Tasks for this exercise:
A. Extract from the Aumann passage the text between "In Neo-Walrasian theory, Robert" and "was previously absent.", inclusive.
B. In the Aumann passage, who coauthored the 1964 paper that formalized subjective probability?
C. Proceed with the Aumann passage, picking up right after its final sentence.

** START OF Provided text **

In Neo-Walrasian theory, Robert Aumann is perhaps best known for his theory of core equivalence in a "continuum" economy. Mr. Aumann introduced measure theory into the analysis of economies with an infinite number of agents - formalizing the "perfectly competitive" scenario. In his classical 1964 paper, Mr. Aumann proved the equivalence of the Edgeworthian core and Walrasian equilibrium allocations when there are an uncountable infinite number of agents - thereby providing the limit case for future work on core convergence. In order to prove this result was not vacuous, Mr. Aumann went on to prove the existence of equilibrium (1966) in this "perfectly competitive" scenario. On his way, he contributed to mathematics itself by providing a definition of the "integral" of a correspondence (1965), which was previously absent.

Previously, Mr. Aumann (1962) had swung Ockham's razor and helped remove the axiom of completeness of preferences from the Walrasian theory of choice. In another classical paper with F.J. Anscombe in 1964, Mr. Aumann formalized the notion of "subjective probability", a concept that had been earlier forwarded by Leonard Savage, that profoundly changed the theory of choice under uncertainty.

** END OF Provided text **
** START OF Data shown **

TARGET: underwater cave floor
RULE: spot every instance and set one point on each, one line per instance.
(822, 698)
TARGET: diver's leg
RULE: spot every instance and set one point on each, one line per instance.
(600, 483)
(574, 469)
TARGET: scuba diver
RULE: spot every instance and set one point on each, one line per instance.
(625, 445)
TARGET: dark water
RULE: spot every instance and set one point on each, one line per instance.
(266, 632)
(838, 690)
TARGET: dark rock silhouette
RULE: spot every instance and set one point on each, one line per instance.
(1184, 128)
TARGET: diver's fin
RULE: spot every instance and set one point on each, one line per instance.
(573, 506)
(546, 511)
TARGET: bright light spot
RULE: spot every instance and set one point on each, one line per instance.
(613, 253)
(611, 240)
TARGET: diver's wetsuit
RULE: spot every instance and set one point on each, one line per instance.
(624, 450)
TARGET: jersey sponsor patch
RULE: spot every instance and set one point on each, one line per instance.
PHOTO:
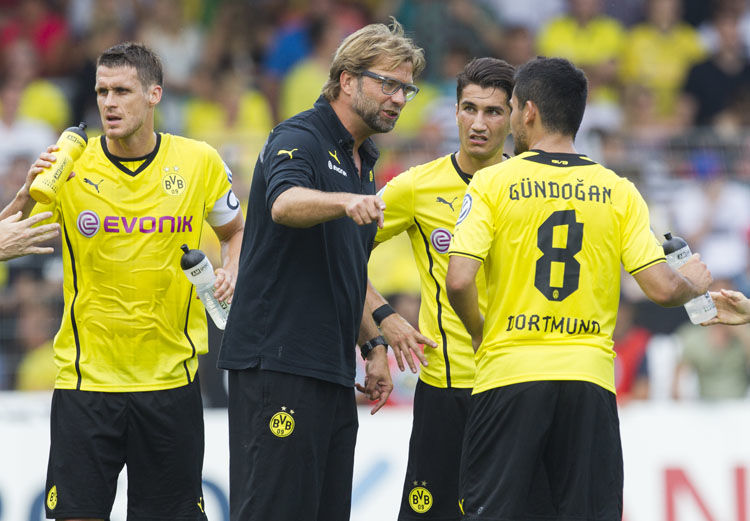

** END OF Data shown **

Results in order:
A.
In Neo-Walrasian theory, Robert Aumann is perhaps best known for his theory of core equivalence in a "continuum" economy. Mr. Aumann introduced measure theory into the analysis of economies with an infinite number of agents - formalizing the "perfectly competitive" scenario. In his classical 1964 paper, Mr. Aumann proved the equivalence of the Edgeworthian core and Walrasian equilibrium allocations when there are an uncountable infinite number of agents - thereby providing the limit case for future work on core convergence. In order to prove this result was not vacuous, Mr. Aumann went on to prove the existence of equilibrium (1966) in this "perfectly competitive" scenario. On his way, he contributed to mathematics itself by providing a definition of the "integral" of a correspondence (1965), which was previously absent.

B. F.J. Anscombe

C.
His contributions to game theory have perhaps been no less path-breaking. Mr. Aumann entered game theory in 1959 to carefully distinguish between infinitely and finitely repeated games. With Bezalel Peleg in 1960, Mr. Aumann formalized the notion of a coalitional game without transferable utility (NTU) - one of the organizing beacons of his later research. With Michael Maschler (1963), he introduced the concept of a "bargaining set". In 1974, Mr. Aumann went on to identify "correlated equilibrium" in Bayesian games. In 1975, Mr. Aumann went on to prove a convergence theorem for the Shapley value. In 1976, he formally defined the concept of "Common Knowledge". Also in 1976, in an unpublished paper with Lloyd Shapley, Mr. Aumann provided the perfect folk theorem using the limit of means criterion.

For Mr. Aumann, game theory is clearly the more "general theory". His ruminations on the role of game theory in economic analysis are wonderfully laid out in Aumann (1985).